If you ain't the grandaddy of all liars! The little critters of nature... They don't know that they're ugly! That's very funny, a fly marrying a bumblebee! I told you I'd shoot! But you didn't believe me! Why didn't you believe me?! Happy Happy Joy Joy Happy Happy Joy Joy ……

This is Utopia. This is Armageddon. This is the U.S. of A. This is now. Is this, or not, a sign of certainty in televisual future shock, one without any final, redemptive interpretation, more and more the fodder for poetic injustice? As William Burroughs said of the American flag, if it were to be dipped in heroin, he would suck it.

[Dataset entries]

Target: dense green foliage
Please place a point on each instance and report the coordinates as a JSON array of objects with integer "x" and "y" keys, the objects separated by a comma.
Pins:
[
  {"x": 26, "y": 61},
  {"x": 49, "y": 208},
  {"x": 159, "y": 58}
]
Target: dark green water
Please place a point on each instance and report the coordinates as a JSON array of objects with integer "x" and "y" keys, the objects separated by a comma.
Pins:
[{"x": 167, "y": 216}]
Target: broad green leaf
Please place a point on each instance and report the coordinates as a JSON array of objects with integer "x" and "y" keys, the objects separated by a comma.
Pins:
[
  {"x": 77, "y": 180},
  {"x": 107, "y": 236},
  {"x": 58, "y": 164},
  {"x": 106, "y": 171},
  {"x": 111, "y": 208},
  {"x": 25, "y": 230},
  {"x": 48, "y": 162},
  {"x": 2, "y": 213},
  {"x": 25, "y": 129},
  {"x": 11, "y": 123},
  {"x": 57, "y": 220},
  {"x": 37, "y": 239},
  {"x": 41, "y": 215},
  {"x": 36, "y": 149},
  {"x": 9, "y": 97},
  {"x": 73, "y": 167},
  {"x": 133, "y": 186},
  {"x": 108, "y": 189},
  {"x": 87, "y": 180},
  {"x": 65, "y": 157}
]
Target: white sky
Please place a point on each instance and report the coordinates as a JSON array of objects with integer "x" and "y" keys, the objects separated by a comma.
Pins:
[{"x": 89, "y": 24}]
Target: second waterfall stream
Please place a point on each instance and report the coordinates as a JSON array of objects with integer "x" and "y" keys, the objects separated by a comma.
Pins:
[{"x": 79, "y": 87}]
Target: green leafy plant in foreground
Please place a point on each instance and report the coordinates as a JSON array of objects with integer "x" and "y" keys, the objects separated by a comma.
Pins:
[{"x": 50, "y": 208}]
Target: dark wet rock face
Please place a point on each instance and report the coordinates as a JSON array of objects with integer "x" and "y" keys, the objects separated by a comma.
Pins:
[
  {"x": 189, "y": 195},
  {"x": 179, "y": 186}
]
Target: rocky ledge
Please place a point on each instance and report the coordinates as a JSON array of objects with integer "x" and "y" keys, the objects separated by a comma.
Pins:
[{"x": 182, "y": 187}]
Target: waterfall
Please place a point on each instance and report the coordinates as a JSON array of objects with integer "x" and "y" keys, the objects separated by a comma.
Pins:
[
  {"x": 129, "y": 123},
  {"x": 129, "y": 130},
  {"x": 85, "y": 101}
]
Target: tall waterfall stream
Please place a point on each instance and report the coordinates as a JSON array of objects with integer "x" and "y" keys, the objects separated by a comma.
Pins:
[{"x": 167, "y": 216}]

§ INSTRUCTIONS FOR THE TASK
Quote the source passage word for word, from "This is Utopia." up to and including "would suck it.".

§ YOUR RESPONSE
This is Utopia. This is Armageddon. This is the U.S. of A. This is now. Is this, or not, a sign of certainty in televisual future shock, one without any final, redemptive interpretation, more and more the fodder for poetic injustice? As William Burroughs said of the American flag, if it were to be dipped in heroin, he would suck it.